• [GIVEN EXERCISE A]: In the records, rescale the lines from the one containing "point: the dark" up to and including the last line of the records. Give these lines again, requests included, with each coordinate in the answers multiplied by 0.8 and rounded to a whole number (halves round up), and leave out the pictures.
··· SUPPLIED TEXT ···
I do not think KMP_AFFINITY should affect anything in OpenMPI, it is an MKL
env setting? Or am I wrong?

Note that these are used in an environment where openmpi automatically gets
the host-file. Hence they are not present.
With intel mkl and openmpi I got the best performance using these, rather
long flags:

export KMP_AFFINITY=verbose,compact,granularity=core
export KMP_STACKSIZE=62M
export KMP_SETTINGS=1

def_flags="--bind-to core -x OMP_PROC_BIND=true --report-bindings"
def_flags="$def_flags -x KMP_AFFINITY=$KMP_AFFINITY"

# in your case 7:
ONP=7
flags="$def_flags -x MKL_NUM_THREADS=$ONP -x MKL_DYNAMIC=FALSE"
flags="$flags -x OMP_NUM_THREADS=$ONP -x OMP_DYNAMIC=FALSE"
flags="$flags -x KMP_STACKSIZE=$KMP_STACKSIZE"
flags="$flags --map-by ppr:1:socket:pe=7"

then run your program:

mpirun $flags <app>

A lot of the option flags are duplicated (and strictly not needed), but I
provide them for easy testing changes.
Surely this is application dependent, but for my case it was performing
really well.


2016-01-06 20:48 GMT+01:00 Erik Schnetter <schnet...@gmail.com>:

> Setting KMP_AFFINITY will probably override anything that OpenMPI
> sets. Can you try without?
>
> -erik
>
> On Wed, Jan 6, 2016 at 2:46 PM, Matt Thompson <fort...@gmail.com> wrote:
> > Hello Open MPI Gurus,
> >
> > As I explore MPI-OpenMP hybrid codes, I'm trying to figure out how to do
> > things to get the same behavior in various stacks. For example, I have a
> > 28-core node (2 14-core Haswells), and I'd like to run 4 MPI processes
> and 7
> > OpenMP threads. Thus, I'd like the processes to be 2 processes per socket
> > with the OpenMP threads laid out on them. Using a "hybrid Hello World"
···
• [GIVEN EXERCISE B]:
Decide whether each statement agrees with the thread on OpenMPI and MKL settings. Answer yes or no, and quote the deciding words from the thread on OpenMPI and MKL settings.
(i) The suggested exports set KMP_STACKSIZE to 62M.
(ii) Erik Schnetter asks whether the run can be tried without setting KMP_AFFINITY.
(iii) The node Matt Thompson describes has 32 cores.
··· RECORDS SUPPLIED ···
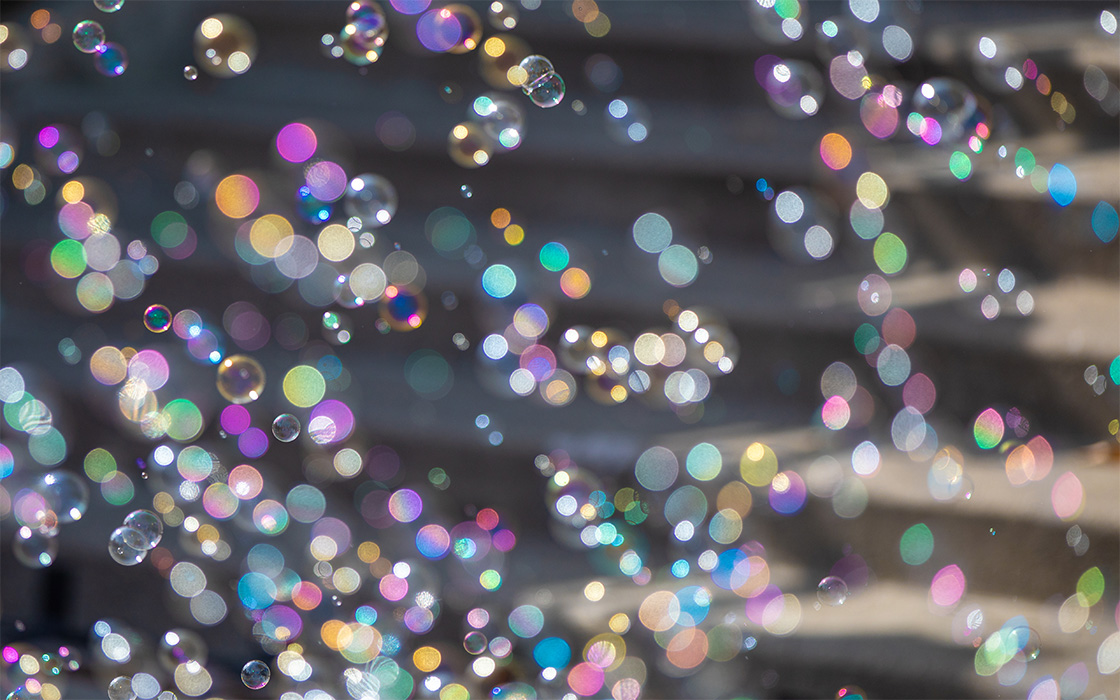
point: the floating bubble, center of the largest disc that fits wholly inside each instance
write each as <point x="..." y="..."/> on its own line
<point x="157" y="318"/>
<point x="255" y="673"/>
<point x="148" y="524"/>
<point x="225" y="45"/>
<point x="89" y="36"/>
<point x="832" y="590"/>
<point x="111" y="58"/>
<point x="126" y="547"/>
<point x="240" y="379"/>
<point x="286" y="427"/>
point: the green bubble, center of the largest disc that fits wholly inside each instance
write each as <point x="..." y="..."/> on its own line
<point x="703" y="462"/>
<point x="916" y="544"/>
<point x="304" y="385"/>
<point x="1091" y="586"/>
<point x="867" y="338"/>
<point x="185" y="420"/>
<point x="553" y="257"/>
<point x="99" y="465"/>
<point x="889" y="253"/>
<point x="960" y="166"/>
<point x="67" y="258"/>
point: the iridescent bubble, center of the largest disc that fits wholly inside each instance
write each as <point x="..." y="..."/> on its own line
<point x="126" y="547"/>
<point x="950" y="104"/>
<point x="89" y="36"/>
<point x="501" y="118"/>
<point x="286" y="428"/>
<point x="832" y="590"/>
<point x="120" y="688"/>
<point x="372" y="198"/>
<point x="157" y="318"/>
<point x="240" y="379"/>
<point x="255" y="673"/>
<point x="111" y="58"/>
<point x="148" y="524"/>
<point x="225" y="45"/>
<point x="469" y="146"/>
<point x="35" y="549"/>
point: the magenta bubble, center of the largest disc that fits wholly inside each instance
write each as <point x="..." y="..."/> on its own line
<point x="296" y="142"/>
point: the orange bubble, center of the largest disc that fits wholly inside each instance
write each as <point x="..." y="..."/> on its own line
<point x="836" y="151"/>
<point x="575" y="282"/>
<point x="236" y="196"/>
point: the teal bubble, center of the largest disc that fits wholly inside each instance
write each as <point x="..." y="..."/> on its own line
<point x="1106" y="222"/>
<point x="498" y="281"/>
<point x="1062" y="185"/>
<point x="553" y="257"/>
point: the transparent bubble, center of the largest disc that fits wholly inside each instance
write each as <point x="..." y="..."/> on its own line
<point x="627" y="120"/>
<point x="89" y="36"/>
<point x="501" y="118"/>
<point x="286" y="427"/>
<point x="225" y="45"/>
<point x="255" y="674"/>
<point x="240" y="379"/>
<point x="547" y="92"/>
<point x="468" y="146"/>
<point x="372" y="198"/>
<point x="111" y="59"/>
<point x="157" y="318"/>
<point x="535" y="68"/>
<point x="832" y="590"/>
<point x="503" y="15"/>
<point x="120" y="688"/>
<point x="34" y="549"/>
<point x="126" y="547"/>
<point x="951" y="104"/>
<point x="148" y="524"/>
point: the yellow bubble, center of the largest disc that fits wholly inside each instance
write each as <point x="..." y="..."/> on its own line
<point x="304" y="385"/>
<point x="427" y="659"/>
<point x="336" y="242"/>
<point x="871" y="190"/>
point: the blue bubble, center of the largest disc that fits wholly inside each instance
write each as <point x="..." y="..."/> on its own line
<point x="498" y="281"/>
<point x="1062" y="185"/>
<point x="1106" y="222"/>
<point x="552" y="652"/>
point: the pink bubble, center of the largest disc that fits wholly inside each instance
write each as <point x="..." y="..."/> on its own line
<point x="1067" y="496"/>
<point x="586" y="679"/>
<point x="948" y="586"/>
<point x="326" y="180"/>
<point x="296" y="142"/>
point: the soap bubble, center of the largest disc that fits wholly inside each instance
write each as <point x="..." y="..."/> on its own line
<point x="225" y="45"/>
<point x="120" y="688"/>
<point x="34" y="549"/>
<point x="148" y="524"/>
<point x="89" y="36"/>
<point x="286" y="428"/>
<point x="127" y="547"/>
<point x="157" y="318"/>
<point x="255" y="674"/>
<point x="111" y="59"/>
<point x="468" y="146"/>
<point x="372" y="198"/>
<point x="832" y="590"/>
<point x="66" y="494"/>
<point x="240" y="379"/>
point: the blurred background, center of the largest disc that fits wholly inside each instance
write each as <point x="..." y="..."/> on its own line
<point x="734" y="350"/>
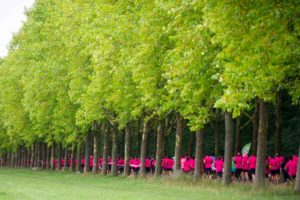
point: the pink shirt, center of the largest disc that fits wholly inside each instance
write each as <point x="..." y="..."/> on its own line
<point x="252" y="162"/>
<point x="219" y="164"/>
<point x="274" y="164"/>
<point x="192" y="163"/>
<point x="245" y="163"/>
<point x="182" y="160"/>
<point x="238" y="162"/>
<point x="207" y="162"/>
<point x="148" y="163"/>
<point x="291" y="167"/>
<point x="186" y="166"/>
<point x="170" y="163"/>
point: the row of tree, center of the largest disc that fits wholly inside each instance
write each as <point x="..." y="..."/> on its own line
<point x="81" y="68"/>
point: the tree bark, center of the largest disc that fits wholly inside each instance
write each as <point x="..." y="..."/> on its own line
<point x="58" y="167"/>
<point x="86" y="168"/>
<point x="255" y="127"/>
<point x="105" y="151"/>
<point x="114" y="168"/>
<point x="48" y="162"/>
<point x="228" y="148"/>
<point x="178" y="144"/>
<point x="297" y="184"/>
<point x="200" y="141"/>
<point x="261" y="143"/>
<point x="32" y="156"/>
<point x="191" y="144"/>
<point x="278" y="124"/>
<point x="159" y="148"/>
<point x="78" y="157"/>
<point x="95" y="153"/>
<point x="238" y="135"/>
<point x="66" y="159"/>
<point x="217" y="138"/>
<point x="127" y="150"/>
<point x="72" y="164"/>
<point x="52" y="156"/>
<point x="144" y="147"/>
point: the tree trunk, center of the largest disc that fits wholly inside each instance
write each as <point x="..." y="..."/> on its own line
<point x="78" y="157"/>
<point x="48" y="160"/>
<point x="95" y="153"/>
<point x="44" y="156"/>
<point x="32" y="156"/>
<point x="105" y="151"/>
<point x="86" y="168"/>
<point x="200" y="141"/>
<point x="114" y="167"/>
<point x="58" y="167"/>
<point x="127" y="151"/>
<point x="228" y="148"/>
<point x="72" y="164"/>
<point x="255" y="127"/>
<point x="297" y="184"/>
<point x="191" y="144"/>
<point x="217" y="138"/>
<point x="238" y="135"/>
<point x="178" y="144"/>
<point x="66" y="159"/>
<point x="278" y="124"/>
<point x="262" y="143"/>
<point x="52" y="156"/>
<point x="160" y="129"/>
<point x="144" y="147"/>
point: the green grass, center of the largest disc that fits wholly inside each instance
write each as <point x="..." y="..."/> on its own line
<point x="28" y="184"/>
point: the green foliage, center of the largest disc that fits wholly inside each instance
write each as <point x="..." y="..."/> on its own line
<point x="75" y="63"/>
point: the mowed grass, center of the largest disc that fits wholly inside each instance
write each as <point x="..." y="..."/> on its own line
<point x="28" y="184"/>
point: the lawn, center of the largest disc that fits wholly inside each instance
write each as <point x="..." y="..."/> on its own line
<point x="28" y="184"/>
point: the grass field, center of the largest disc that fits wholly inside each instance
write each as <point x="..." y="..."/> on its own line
<point x="27" y="184"/>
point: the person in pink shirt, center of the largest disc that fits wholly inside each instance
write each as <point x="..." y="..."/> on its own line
<point x="245" y="167"/>
<point x="208" y="161"/>
<point x="192" y="164"/>
<point x="274" y="165"/>
<point x="291" y="168"/>
<point x="168" y="165"/>
<point x="252" y="167"/>
<point x="120" y="164"/>
<point x="148" y="165"/>
<point x="238" y="165"/>
<point x="100" y="163"/>
<point x="164" y="163"/>
<point x="182" y="160"/>
<point x="219" y="164"/>
<point x="186" y="165"/>
<point x="153" y="164"/>
<point x="91" y="162"/>
<point x="82" y="162"/>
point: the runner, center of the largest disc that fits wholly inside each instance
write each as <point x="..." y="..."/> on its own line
<point x="219" y="164"/>
<point x="238" y="166"/>
<point x="252" y="167"/>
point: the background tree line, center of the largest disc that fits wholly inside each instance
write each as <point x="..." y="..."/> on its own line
<point x="152" y="78"/>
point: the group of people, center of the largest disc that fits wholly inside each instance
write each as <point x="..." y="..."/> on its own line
<point x="278" y="168"/>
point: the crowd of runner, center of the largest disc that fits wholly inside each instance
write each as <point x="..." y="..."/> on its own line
<point x="278" y="168"/>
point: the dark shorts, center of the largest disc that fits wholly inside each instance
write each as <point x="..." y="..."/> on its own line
<point x="252" y="171"/>
<point x="219" y="174"/>
<point x="208" y="170"/>
<point x="274" y="172"/>
<point x="292" y="177"/>
<point x="136" y="169"/>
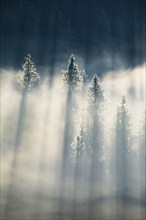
···
• [FINAL ANSWER A]:
point: the dark shorts, center of the largest disc that fits wholly inside each instance
write each as <point x="..." y="..."/> on its own line
<point x="202" y="137"/>
<point x="175" y="139"/>
<point x="166" y="136"/>
<point x="219" y="138"/>
<point x="234" y="142"/>
<point x="109" y="135"/>

• [FINAL ANSWER B]:
(i) Yes: "export KMP_STACKSIZE=62M"
(ii) Yes: "Setting KMP_AFFINITY will probably override anything that OpenMPI" … "Can you try without?"
(iii) No: "28-core node (2 14-core Haswells)"